**Text under study:**
◇ ◇ ◇ ◇

Internet2 Update
fm6 writes "The MIT Technology Review has done a status report on Internet2, the bandwidth-intensive sequel to the Internet. What's really exciting is the way people are already using this technology: virtual nanomanipulation, online surgical procedures, even telepresence opera. Lots of interesting links."
I can see it now...
QUAKE 6: TELE-SURGERY ANNOUNCED
John Carmack took some time off from crusing the Autobahn for a Intenet2 Virtual Conference to announce Quake 6 (subtitled Tele-Surgery), for release in Q1, 2010.
Hallmarked as the first collaboration between a game company and a medical university, the game promises to fully realize the potential of the new Internet2 to both allow long-distance research as well as teenager-oriented ultra-violence.
For their part, John Hopkins will benefit from the improved human models introduced in Quake 5, with their fully realized internal organ structure. They will also benefit from the thousands-strong mod community, which constantly updates the Quake models for better representation of the human body. These improved representations will allow medical students to practice their craft on virtual humans, rather than cadavers or live patients.
Said one student, "I know it's extracurricular, but I'm looking forward to disecting the Jar-Jar Binks model."
For their part, ID software will get live updates from actual surgeries, to help make gibs look even better in real-time. They will also get access to the unused cadavers, for "modeling, modification, and shot-reaction research", as one programmer stated. When asked about zombie-research, the programmer stated "No Comment."
Columbine parents stated they would proactively sue the game company for future school shooting incidents by current pre-adolescents. ID lawyers stated they will not settle, but instead take it to court. "By the time this suit gets through appeals, the children in question will be in medical school, inspired into a career in medicine by an early exposure to the human body. Time will prove us correct."
At the end of the press conference, Carmack added "No, it won't run on your system."
You've got to be kidding me. There's an astronomer named "Telesco"? I'm surprised they didn't interview a chemist named Fred Hydrocarbo.
RW
Though these backbones are similar to those on the commercial Internet, only about three million users can access Internet2, versus several hundred million on the public Net.
Almost all the benefit (including the workability of QOS) comes from the fact that they have limited who has access to the network and thus have a much higher signal-to-noise ratio. It's the internet culture of the late nineteen eighties, running on the hardware of the early two thousand naughts.
-- MarkusQ
I hope that the Internet2 is to the Internet what ESPN2 is to ESPN... More Xtreme!
But then again, sequels usually suck.

◇ ◇ ◇ ◇

Natural-language descriptions of regions
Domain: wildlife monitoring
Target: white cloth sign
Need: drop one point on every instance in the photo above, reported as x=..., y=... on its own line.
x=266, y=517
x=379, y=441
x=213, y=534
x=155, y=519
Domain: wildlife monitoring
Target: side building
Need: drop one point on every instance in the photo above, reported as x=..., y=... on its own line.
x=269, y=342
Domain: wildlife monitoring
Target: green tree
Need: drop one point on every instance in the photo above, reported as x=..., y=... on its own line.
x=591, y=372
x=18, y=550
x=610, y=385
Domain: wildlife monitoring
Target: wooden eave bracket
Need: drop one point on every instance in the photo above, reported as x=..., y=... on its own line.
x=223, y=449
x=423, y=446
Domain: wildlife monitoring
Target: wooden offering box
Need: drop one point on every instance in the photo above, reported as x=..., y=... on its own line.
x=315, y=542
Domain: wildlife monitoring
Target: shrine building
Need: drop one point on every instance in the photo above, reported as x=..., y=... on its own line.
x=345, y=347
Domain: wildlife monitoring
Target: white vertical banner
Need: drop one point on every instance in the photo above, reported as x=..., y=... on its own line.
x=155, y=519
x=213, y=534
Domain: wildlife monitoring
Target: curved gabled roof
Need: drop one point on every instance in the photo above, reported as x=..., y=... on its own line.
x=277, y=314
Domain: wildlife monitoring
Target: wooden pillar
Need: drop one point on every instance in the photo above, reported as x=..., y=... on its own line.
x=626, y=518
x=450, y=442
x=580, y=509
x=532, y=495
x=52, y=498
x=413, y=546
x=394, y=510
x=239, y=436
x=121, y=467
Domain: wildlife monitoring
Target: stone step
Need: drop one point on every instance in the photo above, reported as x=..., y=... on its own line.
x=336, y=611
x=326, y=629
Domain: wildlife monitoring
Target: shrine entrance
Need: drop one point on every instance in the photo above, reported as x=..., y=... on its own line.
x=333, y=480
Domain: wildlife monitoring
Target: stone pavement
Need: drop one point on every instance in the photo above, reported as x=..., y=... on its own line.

◇ ◇ ◇ ◇

**Set of tasks:**
**1.** According to the Internet2 discussion, roughly how many users can access Internet2?
**2.** Repeat the passage of the Internet2 discussion from "I can see it" to "or live patients.".

**Solutions to the tasks:**
**1.** About three million users can access Internet2.

**2.**
I can see it now...
QUAKE 6: TELE-SURGERY ANNOUNCED
John Carmack took some time off from crusing the Autobahn for a Intenet2 Virtual Conference to announce Quake 6 (subtitled Tele-Surgery), for release in Q1, 2010.
Hallmarked as the first collaboration between a game company and a medical university, the game promises to fully realize the potential of the new Internet2 to both allow long-distance research as well as teenager-oriented ultra-violence.
For their part, John Hopkins will benefit from the improved human models introduced in Quake 5, with their fully realized internal organ structure. They will also benefit from the thousands-strong mod community, which constantly updates the Quake models for better representation of the human body. These improved representations will allow medical students to practice their craft on virtual humans, rather than cadavers or live patients.